> **Exercise description**: From the entries, copy every line that carries the string "below".

> **Material supplied**:
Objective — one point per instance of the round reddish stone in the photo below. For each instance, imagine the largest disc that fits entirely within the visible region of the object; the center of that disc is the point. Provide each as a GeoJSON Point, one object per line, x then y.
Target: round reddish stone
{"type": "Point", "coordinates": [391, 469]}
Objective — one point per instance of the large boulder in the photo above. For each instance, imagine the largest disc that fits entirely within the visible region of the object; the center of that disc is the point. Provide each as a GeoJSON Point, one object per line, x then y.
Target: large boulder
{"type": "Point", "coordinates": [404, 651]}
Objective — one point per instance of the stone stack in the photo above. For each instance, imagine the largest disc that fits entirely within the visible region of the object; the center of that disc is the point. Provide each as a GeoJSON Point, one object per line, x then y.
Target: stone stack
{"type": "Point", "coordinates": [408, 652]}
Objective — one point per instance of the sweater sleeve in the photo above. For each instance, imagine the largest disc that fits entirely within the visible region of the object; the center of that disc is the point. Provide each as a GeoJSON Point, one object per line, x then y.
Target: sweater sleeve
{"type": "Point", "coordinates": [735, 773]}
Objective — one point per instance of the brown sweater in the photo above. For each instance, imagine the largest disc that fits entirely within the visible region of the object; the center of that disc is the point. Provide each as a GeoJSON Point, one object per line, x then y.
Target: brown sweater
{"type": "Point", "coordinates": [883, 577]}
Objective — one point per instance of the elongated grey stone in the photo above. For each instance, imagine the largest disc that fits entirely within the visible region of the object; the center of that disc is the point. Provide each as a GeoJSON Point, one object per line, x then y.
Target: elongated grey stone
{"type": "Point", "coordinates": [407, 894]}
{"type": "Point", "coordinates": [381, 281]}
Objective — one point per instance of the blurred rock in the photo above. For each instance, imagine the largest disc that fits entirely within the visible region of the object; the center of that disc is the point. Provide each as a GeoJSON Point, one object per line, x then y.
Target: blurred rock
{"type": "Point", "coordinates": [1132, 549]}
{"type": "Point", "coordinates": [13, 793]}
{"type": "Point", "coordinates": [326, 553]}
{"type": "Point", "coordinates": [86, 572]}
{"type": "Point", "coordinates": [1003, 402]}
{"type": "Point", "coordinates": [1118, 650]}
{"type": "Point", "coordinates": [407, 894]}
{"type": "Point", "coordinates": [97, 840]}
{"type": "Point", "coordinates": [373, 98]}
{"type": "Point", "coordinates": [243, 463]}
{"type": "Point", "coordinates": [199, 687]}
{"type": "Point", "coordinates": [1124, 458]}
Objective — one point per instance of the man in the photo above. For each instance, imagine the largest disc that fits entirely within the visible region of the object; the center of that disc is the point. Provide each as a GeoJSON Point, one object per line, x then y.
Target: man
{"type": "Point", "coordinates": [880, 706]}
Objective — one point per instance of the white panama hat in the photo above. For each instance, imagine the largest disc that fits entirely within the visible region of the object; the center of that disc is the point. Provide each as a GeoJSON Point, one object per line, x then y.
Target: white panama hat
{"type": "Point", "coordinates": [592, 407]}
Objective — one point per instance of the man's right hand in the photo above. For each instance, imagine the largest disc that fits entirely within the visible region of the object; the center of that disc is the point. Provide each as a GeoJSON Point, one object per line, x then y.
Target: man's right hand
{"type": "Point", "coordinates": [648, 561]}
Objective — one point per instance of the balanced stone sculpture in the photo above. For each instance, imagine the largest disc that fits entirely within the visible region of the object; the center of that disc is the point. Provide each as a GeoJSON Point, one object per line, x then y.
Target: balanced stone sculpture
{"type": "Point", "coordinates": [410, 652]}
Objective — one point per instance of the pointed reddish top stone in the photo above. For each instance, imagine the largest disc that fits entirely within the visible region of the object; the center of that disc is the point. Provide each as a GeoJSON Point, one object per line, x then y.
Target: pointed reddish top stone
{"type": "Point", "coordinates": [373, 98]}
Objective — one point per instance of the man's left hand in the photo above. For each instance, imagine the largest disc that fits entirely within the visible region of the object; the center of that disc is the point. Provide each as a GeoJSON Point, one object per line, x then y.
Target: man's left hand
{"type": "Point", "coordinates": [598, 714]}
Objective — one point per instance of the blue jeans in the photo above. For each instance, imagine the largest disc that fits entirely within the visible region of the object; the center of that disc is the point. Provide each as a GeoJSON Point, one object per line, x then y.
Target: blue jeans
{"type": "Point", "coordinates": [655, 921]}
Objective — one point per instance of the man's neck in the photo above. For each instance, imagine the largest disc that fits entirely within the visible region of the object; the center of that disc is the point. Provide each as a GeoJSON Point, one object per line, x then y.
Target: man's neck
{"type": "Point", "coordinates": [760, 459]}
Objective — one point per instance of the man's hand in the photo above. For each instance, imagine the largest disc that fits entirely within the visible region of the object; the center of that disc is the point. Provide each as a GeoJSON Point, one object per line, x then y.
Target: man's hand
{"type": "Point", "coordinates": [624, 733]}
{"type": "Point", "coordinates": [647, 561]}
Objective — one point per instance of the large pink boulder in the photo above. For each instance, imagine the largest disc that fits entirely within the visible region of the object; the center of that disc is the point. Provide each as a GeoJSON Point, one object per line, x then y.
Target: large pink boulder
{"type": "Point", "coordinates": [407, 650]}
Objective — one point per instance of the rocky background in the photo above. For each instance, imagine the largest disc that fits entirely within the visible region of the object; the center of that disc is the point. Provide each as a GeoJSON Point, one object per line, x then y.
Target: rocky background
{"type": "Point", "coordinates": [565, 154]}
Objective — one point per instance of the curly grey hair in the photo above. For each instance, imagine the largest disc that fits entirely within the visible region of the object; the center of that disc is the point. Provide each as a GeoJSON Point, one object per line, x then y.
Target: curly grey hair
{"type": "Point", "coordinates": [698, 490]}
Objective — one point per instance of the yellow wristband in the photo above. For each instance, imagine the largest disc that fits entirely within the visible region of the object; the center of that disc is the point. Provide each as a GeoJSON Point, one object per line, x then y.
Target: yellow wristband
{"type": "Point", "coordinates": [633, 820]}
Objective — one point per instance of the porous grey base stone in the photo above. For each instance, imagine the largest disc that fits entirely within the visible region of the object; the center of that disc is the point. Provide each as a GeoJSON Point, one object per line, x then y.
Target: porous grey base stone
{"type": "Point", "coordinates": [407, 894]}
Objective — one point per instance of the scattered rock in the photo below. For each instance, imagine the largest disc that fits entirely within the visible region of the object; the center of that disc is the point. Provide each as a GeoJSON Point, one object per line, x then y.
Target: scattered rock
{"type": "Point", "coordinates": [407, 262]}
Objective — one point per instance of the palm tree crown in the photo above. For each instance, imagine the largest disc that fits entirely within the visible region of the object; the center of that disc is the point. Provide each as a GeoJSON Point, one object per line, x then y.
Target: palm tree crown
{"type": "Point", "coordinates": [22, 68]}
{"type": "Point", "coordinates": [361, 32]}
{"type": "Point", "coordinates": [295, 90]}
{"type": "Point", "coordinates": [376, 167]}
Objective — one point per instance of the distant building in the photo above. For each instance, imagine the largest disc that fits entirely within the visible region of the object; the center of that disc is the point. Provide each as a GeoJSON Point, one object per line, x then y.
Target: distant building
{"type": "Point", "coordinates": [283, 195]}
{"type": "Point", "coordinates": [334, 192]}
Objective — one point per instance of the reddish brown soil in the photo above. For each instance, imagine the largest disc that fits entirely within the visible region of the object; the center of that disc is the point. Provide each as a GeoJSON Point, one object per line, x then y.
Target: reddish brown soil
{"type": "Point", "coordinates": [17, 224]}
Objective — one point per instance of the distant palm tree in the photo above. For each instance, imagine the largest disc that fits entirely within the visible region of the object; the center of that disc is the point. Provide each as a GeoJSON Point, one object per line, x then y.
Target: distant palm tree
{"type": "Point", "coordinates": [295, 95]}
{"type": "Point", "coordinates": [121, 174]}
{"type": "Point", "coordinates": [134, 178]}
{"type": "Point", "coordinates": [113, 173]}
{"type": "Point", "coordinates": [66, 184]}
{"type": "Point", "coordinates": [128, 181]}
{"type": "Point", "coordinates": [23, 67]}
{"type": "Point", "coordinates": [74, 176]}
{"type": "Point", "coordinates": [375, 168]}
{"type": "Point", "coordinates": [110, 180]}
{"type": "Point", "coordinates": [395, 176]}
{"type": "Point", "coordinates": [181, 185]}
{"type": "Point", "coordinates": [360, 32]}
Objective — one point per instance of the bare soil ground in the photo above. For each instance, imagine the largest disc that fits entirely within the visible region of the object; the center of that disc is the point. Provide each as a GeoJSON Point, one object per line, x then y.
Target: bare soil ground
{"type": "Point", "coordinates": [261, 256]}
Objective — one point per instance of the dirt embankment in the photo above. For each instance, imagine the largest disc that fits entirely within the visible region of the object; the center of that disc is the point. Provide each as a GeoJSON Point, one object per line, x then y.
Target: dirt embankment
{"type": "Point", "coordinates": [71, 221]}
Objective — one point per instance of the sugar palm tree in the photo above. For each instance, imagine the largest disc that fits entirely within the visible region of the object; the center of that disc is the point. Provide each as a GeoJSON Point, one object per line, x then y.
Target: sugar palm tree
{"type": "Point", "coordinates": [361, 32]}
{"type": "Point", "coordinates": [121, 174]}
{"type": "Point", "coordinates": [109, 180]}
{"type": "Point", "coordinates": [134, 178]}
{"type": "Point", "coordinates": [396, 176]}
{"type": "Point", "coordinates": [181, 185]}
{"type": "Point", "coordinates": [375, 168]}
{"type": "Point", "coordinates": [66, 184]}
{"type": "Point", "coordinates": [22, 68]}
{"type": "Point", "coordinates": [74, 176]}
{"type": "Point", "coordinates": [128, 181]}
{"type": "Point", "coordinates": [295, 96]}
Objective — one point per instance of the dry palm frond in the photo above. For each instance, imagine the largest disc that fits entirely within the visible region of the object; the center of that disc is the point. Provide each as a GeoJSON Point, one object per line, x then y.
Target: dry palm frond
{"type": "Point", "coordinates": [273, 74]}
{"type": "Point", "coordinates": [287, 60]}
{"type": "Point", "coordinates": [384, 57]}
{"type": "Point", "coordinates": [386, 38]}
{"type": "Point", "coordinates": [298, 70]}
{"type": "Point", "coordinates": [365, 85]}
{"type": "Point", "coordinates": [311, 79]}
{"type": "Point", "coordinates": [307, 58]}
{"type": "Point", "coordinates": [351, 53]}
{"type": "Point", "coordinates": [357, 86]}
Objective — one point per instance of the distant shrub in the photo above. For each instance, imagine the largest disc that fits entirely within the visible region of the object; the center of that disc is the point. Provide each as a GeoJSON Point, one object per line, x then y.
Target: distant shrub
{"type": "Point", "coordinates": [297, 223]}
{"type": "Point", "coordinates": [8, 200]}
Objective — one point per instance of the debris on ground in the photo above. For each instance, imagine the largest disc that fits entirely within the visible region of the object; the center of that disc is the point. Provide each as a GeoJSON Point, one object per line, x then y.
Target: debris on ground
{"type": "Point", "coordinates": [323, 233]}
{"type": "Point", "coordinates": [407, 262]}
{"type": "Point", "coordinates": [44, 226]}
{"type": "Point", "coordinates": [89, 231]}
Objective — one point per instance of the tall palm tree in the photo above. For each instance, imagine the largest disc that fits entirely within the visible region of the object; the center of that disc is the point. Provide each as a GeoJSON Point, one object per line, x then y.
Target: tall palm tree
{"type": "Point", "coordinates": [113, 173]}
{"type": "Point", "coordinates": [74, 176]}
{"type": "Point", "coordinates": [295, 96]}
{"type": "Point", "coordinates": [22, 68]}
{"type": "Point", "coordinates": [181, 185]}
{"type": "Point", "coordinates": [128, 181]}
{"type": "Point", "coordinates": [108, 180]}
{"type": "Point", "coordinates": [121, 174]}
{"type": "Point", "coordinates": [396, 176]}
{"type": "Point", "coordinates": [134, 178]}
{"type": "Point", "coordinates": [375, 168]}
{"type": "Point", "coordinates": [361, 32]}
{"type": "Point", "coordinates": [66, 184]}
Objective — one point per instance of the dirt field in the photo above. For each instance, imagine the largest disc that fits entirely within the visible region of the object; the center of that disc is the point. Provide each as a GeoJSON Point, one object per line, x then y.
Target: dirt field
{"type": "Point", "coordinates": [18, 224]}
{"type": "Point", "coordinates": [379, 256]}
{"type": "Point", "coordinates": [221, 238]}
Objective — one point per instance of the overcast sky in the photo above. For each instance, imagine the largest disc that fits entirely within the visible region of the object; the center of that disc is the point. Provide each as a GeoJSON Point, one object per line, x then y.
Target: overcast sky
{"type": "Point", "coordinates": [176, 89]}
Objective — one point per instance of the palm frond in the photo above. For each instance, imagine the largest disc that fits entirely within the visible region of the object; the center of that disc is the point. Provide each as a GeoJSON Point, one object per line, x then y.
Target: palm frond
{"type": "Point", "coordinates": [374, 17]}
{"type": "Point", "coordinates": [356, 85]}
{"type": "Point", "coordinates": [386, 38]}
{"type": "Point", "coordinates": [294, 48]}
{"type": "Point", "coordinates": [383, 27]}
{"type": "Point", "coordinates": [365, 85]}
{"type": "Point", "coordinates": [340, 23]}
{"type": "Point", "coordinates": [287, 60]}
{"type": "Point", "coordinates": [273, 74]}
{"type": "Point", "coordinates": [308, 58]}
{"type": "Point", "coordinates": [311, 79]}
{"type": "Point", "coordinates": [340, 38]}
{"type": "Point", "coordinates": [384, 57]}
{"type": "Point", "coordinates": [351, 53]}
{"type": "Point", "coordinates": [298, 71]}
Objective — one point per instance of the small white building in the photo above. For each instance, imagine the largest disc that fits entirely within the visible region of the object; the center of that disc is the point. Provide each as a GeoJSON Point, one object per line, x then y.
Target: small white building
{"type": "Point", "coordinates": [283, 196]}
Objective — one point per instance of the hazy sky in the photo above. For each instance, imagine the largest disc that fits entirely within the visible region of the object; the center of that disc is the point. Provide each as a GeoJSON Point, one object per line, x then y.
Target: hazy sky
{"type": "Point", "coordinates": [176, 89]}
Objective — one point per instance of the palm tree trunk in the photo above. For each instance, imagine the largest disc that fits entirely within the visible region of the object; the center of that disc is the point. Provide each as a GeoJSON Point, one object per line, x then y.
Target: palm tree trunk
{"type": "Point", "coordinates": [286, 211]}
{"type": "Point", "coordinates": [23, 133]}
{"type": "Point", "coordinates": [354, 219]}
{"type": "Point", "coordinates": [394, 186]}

> **Your response**:
Objective — one point per instance of the round reddish stone in the photo below. For each instance, imagine the largest disc that fits entirely within the visible region of the object; the center of that disc is the point. Provide each as a GeoJSON Point, one object per line, x then y.
Objective — one point per instance of the scattered rock in the photo below. For each instance, imagine the largest disc that fits entirely within the visible region of the object; the center of that disc is the point. Provide each as a GeoJSON Point, one object per line, x then y.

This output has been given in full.